- **WHAT YOU HAVE TO DO**
Write out every line of the data below again, requests included, but leave out the pictures. Scale only the x and y coordinates in the answer points by 1.5, and round each result to a whole number with halves rounded up.

══ DATA ROWS

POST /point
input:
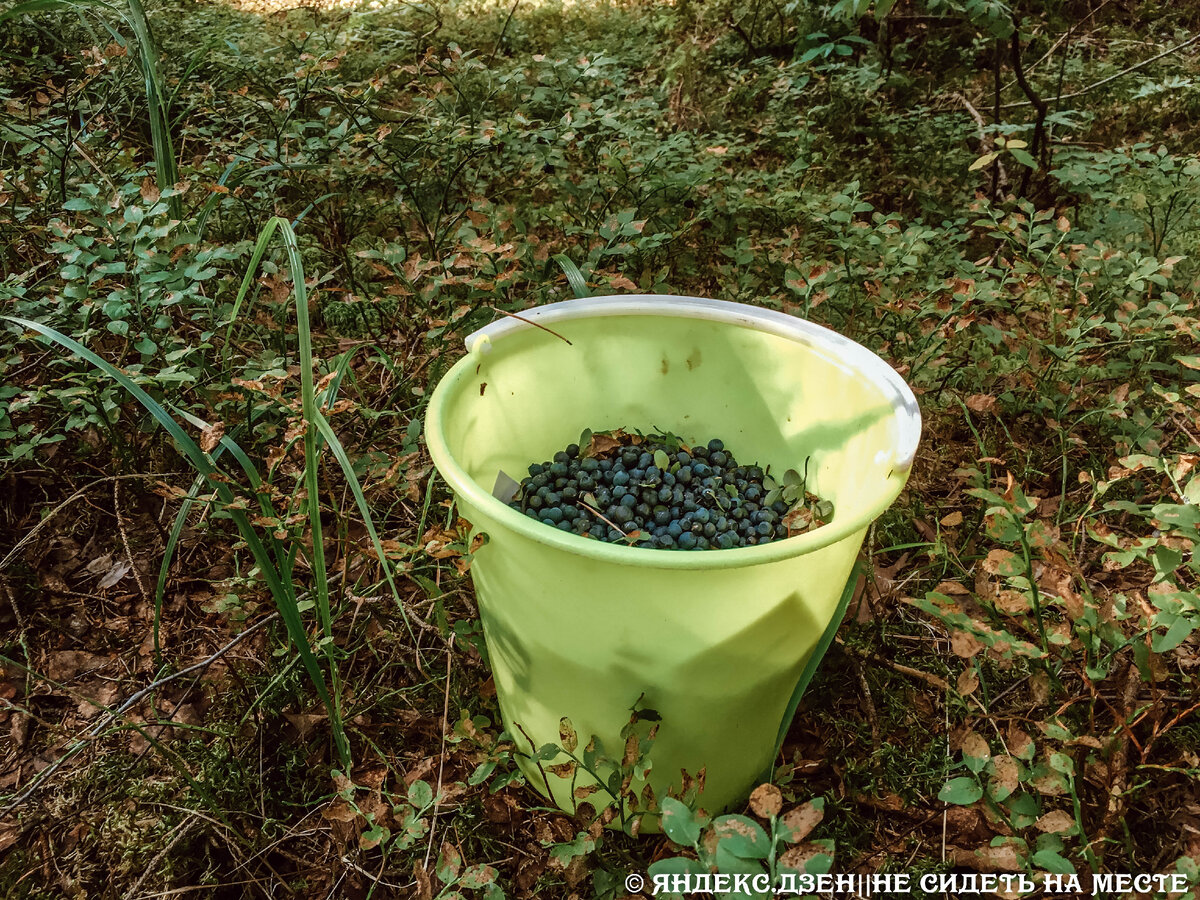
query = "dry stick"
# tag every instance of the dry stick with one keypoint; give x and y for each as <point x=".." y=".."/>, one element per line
<point x="1123" y="72"/>
<point x="12" y="553"/>
<point x="928" y="678"/>
<point x="531" y="322"/>
<point x="442" y="753"/>
<point x="985" y="144"/>
<point x="109" y="717"/>
<point x="1042" y="107"/>
<point x="125" y="543"/>
<point x="1057" y="43"/>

════

- **ANSWER TO THE EXERCISE**
POST /point
input:
query = "dry stick"
# tag every instance of the dry stick with one keypoint; give x and y for each as <point x=".." y=".."/>, one element per line
<point x="1685" y="108"/>
<point x="18" y="830"/>
<point x="1392" y="1017"/>
<point x="797" y="483"/>
<point x="663" y="1130"/>
<point x="1478" y="216"/>
<point x="164" y="1076"/>
<point x="1563" y="161"/>
<point x="188" y="815"/>
<point x="1586" y="65"/>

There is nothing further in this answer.